Job
In the records below, start at the line containing "Mark each instance of the orange" and continue through the last line. Give those lines as a JSON list of strings, one string per line, omitting any blank lines.

[start]

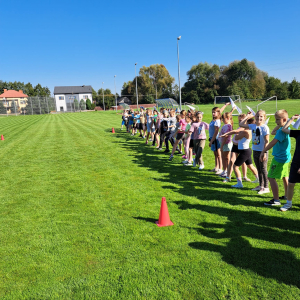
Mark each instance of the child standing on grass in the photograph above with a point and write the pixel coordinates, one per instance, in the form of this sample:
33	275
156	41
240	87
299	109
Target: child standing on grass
295	166
260	139
226	143
281	145
198	128
180	133
187	138
214	144
234	154
243	137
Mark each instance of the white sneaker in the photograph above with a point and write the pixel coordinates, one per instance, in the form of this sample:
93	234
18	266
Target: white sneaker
286	207
258	188
263	191
239	185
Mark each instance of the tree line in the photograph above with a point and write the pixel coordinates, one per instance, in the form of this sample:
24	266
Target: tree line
28	89
205	81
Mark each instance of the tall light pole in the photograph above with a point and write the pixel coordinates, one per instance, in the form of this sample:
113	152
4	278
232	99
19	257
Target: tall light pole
137	96
115	92
179	71
103	96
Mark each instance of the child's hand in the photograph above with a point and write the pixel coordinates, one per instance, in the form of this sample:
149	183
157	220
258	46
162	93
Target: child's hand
262	157
250	115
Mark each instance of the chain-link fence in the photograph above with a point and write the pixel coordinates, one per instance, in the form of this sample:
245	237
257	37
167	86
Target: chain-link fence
37	106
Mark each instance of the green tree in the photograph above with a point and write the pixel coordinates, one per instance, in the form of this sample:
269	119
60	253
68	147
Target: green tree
202	83
294	89
88	104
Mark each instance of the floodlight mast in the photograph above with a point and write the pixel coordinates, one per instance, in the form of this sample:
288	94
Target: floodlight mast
115	92
103	96
179	71
137	96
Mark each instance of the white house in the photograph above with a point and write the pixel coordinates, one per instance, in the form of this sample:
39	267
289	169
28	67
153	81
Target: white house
68	98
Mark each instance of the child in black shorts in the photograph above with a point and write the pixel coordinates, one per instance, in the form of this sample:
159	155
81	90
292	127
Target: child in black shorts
295	166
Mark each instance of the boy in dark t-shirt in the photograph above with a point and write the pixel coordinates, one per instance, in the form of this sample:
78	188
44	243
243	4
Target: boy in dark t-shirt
295	166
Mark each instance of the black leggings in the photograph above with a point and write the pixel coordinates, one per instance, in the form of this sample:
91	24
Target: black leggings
244	157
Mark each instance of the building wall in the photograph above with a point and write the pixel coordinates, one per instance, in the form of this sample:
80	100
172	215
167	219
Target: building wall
68	99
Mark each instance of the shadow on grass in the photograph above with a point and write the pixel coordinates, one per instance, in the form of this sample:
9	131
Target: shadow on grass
150	220
247	223
269	263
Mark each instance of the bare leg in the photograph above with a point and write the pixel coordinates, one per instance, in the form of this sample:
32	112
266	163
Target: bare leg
274	187
290	191
285	184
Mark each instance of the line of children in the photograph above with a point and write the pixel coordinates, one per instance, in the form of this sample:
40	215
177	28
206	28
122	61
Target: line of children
231	154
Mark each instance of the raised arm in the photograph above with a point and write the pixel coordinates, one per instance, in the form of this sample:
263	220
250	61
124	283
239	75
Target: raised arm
224	106
285	128
243	123
275	130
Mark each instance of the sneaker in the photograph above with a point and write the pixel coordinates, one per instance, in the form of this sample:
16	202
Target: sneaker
246	179
272	203
286	207
258	188
227	179
239	185
263	191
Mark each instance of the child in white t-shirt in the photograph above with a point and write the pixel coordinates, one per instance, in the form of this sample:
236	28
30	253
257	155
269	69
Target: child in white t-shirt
260	139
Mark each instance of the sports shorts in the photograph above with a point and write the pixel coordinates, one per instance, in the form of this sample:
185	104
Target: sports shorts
278	170
244	157
294	175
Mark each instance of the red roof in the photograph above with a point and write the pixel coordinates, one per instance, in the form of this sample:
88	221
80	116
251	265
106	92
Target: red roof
13	94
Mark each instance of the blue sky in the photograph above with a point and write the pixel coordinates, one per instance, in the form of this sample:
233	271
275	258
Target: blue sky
58	43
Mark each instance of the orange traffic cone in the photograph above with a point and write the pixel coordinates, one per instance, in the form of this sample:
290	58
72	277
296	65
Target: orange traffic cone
164	219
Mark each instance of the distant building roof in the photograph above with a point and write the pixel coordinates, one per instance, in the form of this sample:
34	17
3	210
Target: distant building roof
13	94
72	89
123	100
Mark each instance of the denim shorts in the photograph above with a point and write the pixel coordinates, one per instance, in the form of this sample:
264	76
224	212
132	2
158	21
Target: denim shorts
215	145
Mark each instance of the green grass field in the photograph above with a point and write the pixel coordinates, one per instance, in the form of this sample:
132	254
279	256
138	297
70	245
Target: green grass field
77	212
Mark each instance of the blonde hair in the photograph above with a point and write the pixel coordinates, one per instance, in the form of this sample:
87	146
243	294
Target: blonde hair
217	109
228	115
183	112
282	113
262	112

[end]

Result of the exercise
[
  "Mark each instance of the orange traffic cone in the photograph above with a point and write the pixel coordinates, one per instance, in the form of this sample:",
  "290\t58",
  "72\t277",
  "296\t65",
  "Target: orange traffic cone",
  "164\t219",
  "Mark each instance of the distant building roof in the photograph above with a point and write the pixel coordinates, one per instance, in the form of this sample:",
  "34\t17",
  "3\t210",
  "Target: distant building roof",
  "13\t94",
  "72\t89",
  "123\t100",
  "Mark each instance of the denim shorts in the photograph above with a point and write the pixel coordinates, one per instance, in the form of this sample:",
  "264\t76",
  "224\t212",
  "132\t2",
  "158\t21",
  "Target: denim shorts",
  "215\t145",
  "Mark each instance of the green grass field in the photograph above with a point and write the pixel coordinates, one per instance, in the form of this sample:",
  "132\t254",
  "279\t256",
  "138\t297",
  "70\t245",
  "Target: green grass field",
  "77\t212",
  "Mark each instance of the blonde hair in the photograph above with a point and write the pixel coordinates, one per instance, in the form of this sample:",
  "87\t146",
  "243\t294",
  "Target: blonde hair",
  "217\t109",
  "228\t115",
  "183\t112",
  "282\t113",
  "262\t112"
]